Outline labeling records
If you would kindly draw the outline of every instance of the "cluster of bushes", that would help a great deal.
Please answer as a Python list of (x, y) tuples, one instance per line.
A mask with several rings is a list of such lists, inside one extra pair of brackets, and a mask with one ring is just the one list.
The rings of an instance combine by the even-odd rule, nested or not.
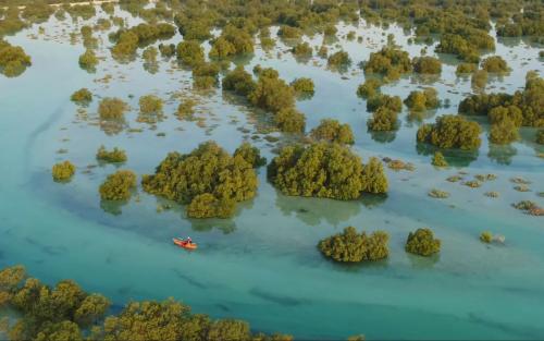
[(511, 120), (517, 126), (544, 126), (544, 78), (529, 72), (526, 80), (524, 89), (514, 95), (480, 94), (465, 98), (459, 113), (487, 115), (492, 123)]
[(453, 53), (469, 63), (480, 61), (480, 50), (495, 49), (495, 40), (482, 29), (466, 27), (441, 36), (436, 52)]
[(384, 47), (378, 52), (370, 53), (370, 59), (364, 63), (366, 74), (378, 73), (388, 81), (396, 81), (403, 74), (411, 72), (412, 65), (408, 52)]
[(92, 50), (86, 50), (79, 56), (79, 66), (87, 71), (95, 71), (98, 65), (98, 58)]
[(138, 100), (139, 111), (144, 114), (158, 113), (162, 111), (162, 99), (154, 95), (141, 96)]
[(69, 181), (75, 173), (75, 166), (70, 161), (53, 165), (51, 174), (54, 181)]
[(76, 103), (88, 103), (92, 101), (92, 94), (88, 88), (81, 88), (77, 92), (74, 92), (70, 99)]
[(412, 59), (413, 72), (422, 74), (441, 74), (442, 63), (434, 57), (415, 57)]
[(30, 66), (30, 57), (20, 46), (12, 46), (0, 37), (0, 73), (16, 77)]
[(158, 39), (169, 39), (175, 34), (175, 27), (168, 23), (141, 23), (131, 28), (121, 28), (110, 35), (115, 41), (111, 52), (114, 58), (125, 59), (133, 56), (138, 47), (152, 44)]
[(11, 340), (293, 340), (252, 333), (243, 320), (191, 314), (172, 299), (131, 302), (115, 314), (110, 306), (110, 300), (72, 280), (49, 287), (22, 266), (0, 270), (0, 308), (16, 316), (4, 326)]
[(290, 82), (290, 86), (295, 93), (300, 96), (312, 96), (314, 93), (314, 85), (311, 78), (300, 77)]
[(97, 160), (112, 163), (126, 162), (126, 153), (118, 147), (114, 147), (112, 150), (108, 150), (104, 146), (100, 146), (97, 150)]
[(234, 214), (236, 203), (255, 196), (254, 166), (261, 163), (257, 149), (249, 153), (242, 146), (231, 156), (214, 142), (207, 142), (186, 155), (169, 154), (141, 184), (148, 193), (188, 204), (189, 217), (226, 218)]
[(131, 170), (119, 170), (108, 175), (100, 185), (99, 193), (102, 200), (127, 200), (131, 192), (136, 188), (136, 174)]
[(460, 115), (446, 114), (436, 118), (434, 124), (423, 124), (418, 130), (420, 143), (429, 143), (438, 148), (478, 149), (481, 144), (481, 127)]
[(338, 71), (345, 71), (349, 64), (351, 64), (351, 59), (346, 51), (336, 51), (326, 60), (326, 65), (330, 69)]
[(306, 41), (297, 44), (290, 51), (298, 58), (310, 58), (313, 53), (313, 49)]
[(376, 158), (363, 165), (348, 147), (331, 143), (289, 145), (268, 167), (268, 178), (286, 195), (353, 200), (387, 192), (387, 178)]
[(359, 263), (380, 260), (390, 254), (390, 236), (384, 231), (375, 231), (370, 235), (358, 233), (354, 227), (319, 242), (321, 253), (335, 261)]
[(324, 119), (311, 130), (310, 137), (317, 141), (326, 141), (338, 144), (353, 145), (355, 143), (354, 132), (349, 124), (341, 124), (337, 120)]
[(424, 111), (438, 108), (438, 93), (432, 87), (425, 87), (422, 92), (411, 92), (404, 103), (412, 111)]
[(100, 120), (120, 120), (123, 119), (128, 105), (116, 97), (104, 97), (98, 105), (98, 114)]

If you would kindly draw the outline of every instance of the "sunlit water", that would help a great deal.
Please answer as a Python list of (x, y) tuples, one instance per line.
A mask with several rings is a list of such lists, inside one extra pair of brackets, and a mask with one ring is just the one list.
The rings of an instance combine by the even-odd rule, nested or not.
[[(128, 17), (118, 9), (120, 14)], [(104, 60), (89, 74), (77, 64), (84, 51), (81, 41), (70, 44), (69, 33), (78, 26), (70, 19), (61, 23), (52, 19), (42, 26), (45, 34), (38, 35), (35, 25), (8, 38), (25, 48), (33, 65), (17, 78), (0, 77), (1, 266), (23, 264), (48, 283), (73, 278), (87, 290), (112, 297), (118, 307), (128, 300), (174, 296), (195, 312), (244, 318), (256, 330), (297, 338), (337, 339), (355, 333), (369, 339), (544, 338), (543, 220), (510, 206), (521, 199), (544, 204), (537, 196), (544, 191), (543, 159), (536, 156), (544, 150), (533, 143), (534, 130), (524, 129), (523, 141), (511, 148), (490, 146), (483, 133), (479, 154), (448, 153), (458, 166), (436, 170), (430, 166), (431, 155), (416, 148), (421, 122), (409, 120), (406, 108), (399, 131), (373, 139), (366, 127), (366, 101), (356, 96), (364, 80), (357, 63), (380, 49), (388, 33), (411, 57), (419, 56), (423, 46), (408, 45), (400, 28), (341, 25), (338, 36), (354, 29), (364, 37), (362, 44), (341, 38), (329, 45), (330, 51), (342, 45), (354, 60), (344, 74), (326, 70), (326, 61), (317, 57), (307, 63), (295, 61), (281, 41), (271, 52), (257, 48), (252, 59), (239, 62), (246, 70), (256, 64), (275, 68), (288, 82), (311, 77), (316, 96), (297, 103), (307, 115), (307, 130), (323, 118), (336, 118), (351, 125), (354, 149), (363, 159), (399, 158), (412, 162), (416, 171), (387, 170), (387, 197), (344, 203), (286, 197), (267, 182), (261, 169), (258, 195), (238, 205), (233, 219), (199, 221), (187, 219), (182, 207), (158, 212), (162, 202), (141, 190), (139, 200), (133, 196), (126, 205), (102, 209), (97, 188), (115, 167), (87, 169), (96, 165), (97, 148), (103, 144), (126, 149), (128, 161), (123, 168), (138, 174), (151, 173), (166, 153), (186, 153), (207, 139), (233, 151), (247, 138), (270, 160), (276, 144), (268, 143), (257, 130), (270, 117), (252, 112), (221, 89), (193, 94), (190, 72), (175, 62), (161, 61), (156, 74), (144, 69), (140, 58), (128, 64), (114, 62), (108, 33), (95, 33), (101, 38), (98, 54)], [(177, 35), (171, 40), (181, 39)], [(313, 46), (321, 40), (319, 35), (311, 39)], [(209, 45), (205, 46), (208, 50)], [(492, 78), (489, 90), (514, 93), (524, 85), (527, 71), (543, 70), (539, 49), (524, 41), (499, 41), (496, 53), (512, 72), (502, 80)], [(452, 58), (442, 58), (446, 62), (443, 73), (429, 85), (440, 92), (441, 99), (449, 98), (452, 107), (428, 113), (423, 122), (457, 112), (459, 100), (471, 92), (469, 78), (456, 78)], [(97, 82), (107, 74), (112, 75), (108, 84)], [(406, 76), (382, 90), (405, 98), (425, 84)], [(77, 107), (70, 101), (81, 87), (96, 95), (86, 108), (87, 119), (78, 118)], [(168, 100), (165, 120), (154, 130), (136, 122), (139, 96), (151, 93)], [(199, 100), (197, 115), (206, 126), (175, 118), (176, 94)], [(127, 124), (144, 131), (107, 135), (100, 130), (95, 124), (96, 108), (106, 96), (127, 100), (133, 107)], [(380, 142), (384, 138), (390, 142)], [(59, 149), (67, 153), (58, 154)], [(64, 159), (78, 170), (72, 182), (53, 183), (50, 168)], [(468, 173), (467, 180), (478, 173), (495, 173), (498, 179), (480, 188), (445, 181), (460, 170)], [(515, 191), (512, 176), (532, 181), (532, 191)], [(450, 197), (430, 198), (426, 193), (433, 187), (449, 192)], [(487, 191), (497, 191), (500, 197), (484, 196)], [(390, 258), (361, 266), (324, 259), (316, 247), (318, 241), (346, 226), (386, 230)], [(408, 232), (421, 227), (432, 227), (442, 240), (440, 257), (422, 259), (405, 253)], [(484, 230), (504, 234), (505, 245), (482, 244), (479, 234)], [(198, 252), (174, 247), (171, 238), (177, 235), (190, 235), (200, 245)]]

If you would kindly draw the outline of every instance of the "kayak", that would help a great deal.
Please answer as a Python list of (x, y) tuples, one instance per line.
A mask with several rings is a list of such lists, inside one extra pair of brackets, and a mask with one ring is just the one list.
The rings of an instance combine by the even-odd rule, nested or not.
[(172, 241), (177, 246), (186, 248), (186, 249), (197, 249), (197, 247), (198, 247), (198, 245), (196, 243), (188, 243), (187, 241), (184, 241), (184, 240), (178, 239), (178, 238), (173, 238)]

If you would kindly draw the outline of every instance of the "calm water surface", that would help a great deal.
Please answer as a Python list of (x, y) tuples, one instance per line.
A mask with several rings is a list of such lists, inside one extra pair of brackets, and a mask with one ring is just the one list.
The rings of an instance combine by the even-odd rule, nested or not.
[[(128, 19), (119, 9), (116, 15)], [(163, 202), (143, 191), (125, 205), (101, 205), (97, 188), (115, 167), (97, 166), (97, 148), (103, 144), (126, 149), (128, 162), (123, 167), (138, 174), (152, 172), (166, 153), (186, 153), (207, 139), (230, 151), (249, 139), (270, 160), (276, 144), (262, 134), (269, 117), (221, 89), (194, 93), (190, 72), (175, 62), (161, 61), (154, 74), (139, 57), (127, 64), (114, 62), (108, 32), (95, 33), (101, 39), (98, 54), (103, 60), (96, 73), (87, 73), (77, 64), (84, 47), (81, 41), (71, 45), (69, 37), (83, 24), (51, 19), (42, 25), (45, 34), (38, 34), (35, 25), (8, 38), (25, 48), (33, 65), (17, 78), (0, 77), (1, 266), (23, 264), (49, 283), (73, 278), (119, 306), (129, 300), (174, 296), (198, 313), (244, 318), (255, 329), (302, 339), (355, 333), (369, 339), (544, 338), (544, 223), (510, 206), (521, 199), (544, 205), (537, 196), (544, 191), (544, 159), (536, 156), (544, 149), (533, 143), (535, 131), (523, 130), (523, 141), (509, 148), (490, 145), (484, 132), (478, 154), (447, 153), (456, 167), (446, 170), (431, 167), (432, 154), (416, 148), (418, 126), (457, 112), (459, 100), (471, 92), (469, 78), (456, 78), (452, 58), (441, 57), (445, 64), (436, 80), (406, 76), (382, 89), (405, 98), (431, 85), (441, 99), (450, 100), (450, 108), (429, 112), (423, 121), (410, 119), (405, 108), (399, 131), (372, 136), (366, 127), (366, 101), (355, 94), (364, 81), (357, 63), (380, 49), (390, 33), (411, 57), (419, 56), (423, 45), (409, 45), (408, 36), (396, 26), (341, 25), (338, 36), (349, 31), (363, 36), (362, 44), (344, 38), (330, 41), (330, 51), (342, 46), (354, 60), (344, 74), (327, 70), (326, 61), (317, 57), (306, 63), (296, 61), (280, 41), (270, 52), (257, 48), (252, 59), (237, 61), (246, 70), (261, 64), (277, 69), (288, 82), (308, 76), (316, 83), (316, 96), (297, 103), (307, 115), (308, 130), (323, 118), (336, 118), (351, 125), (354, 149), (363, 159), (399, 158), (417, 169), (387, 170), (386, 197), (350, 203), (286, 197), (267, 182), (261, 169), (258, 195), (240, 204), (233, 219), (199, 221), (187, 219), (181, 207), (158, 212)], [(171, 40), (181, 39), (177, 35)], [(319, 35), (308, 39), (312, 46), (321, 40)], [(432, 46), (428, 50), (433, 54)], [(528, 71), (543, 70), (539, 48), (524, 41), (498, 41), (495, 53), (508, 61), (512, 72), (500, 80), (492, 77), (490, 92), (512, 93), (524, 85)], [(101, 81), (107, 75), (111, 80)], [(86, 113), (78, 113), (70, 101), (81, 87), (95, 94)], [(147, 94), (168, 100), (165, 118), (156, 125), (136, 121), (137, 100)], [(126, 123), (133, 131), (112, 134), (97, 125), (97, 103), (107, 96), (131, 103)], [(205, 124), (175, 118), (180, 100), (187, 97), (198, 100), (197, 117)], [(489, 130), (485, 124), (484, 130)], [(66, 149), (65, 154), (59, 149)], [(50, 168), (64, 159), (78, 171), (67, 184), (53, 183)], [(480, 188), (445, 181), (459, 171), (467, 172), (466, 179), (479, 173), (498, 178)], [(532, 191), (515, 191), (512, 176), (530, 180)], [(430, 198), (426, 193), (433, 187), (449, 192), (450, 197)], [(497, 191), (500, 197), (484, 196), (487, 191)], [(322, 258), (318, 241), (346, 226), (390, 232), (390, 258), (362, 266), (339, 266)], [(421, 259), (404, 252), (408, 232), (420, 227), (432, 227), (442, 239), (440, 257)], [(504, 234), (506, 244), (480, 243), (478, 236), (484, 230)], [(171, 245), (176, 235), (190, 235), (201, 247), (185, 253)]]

» Task details
Return unchanged every line from the one with "115), (492, 123)]" to the one with "47), (152, 44)]", both included.

» Result of this exercise
[(511, 120), (517, 126), (544, 126), (544, 78), (529, 72), (526, 80), (524, 89), (514, 95), (480, 94), (465, 98), (459, 113), (487, 115), (492, 123)]
[(453, 53), (469, 63), (480, 61), (480, 50), (495, 49), (495, 40), (482, 29), (466, 27), (441, 36), (436, 52)]
[(384, 47), (378, 52), (370, 53), (370, 59), (364, 63), (366, 74), (378, 73), (388, 81), (396, 81), (403, 74), (411, 72), (412, 65), (408, 52)]
[(92, 50), (86, 50), (79, 56), (79, 66), (87, 71), (95, 71), (98, 65), (98, 58)]
[(138, 100), (139, 111), (144, 114), (158, 113), (162, 111), (162, 99), (154, 95), (141, 96)]
[(69, 181), (75, 173), (75, 166), (70, 161), (53, 165), (51, 174), (54, 181)]
[(76, 103), (88, 103), (92, 101), (92, 94), (88, 88), (81, 88), (77, 92), (74, 92), (70, 99)]
[(412, 59), (413, 72), (422, 74), (441, 74), (442, 63), (434, 57), (415, 57)]
[(30, 66), (30, 57), (20, 46), (12, 46), (0, 37), (0, 73), (16, 77)]
[(158, 39), (169, 39), (175, 34), (175, 27), (168, 23), (141, 23), (131, 28), (121, 28), (110, 35), (115, 41), (111, 52), (114, 58), (125, 59), (133, 56), (138, 47), (152, 44)]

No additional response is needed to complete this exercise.